**Given exercise A**: Gather every line in the records below that contains the word "keyboard".

**Provided passage**:
+ + +

We apply the same discussion to the case with switching \(S_1\) and \(S_2\). Then, we can guarantee, with significance level \(\alpha \), that there exists isometry \(U_{S_2}:\mathcal{H}_{S_2}''\rightarrow \mathcal{H}_{S_2}\) such that

$$\begin{aligned} \begin{aligned} \Vert U_{S_2} {\mathsf {X}}''_{S_2} U_{S_2}^\dagger - {\mathsf {X}}_{S_2} \Vert&\le c_4 \sqrt{c_1} n^{-1/4}, \\ \Vert U_{S_2} {\mathsf {Z}}''_{S_2} U_{S_2}^\dagger - {\mathsf {Z}}_{S_2} \Vert&\le c_4 \sqrt{c_1} n^{-1/4}. \end{aligned} \end{aligned}$$

(D4)

We define two projections

$$\begin{aligned} P_1&:=\sum _{*} \vert x_1\rangle _{j}\vert x_2\rangle _{S_1} \vert x_3\rangle _{S_2} ~_{j}\langle x_1 \vert ~_{S_1}\langle x_2 \vert ~_{S_2}\langle x_3 \vert \nonumber \\&=\frac{1}{2}(I+{\mathsf {Z}}_{j} {\mathsf {Z}}_{S_1} {\mathsf {Z}}_{S_2}) \end{aligned}$$

(D5)

$$\begin{aligned} P_2&:= \sum _{z}\vert z\rangle _{j;p}\vert z\rangle _{S_1;p} \vert z\rangle _{S_2;p} ~_{j;p}\langle z \vert ~_{S_1;p}\langle z \vert ~_{S_2;p}\langle z \vert \nonumber \\&=\frac{1}{4}(I+{\mathsf {X}}_{j} {\mathsf {X}}_{S_1})(I+ {\mathsf {X}}_{j}{\mathsf {Z}}_{S_2})\nonumber \\&=\frac{1}{4}(I+{\mathsf {X}}_{j} {\mathsf {X}}_{S_1}+ {\mathsf {X}}_{j}{\mathsf {Z}}_{S_2}+ {\mathsf {X}}_{S_1}{\mathsf {Z}}_{S_2}), \end{aligned}$$

(D6)

+ + +

**Data to process**:

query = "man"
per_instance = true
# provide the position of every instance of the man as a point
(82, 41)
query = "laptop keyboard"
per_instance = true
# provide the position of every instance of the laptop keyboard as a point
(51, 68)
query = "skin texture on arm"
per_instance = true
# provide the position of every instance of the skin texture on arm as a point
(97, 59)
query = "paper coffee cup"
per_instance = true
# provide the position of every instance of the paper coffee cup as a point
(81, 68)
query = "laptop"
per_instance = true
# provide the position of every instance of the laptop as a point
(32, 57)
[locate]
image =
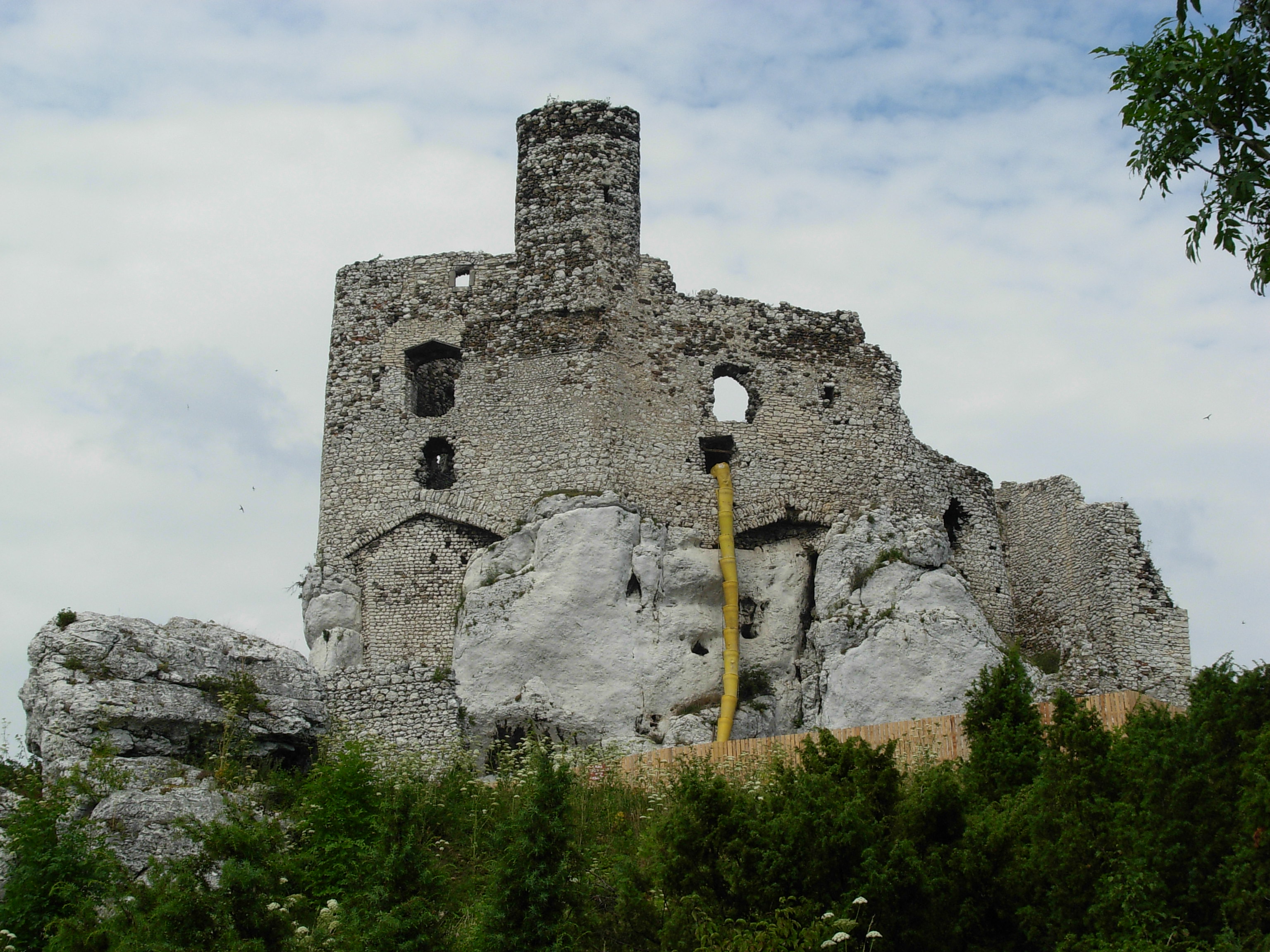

+ + +

**Given exercise B**: How many projections does the passage on isometry bounds define, and what are they called?

**Correct answer A**:
query = "laptop keyboard"
# provide the position of every instance of the laptop keyboard as a point

**Correct answer B**: Two projections, P₁ and P₂.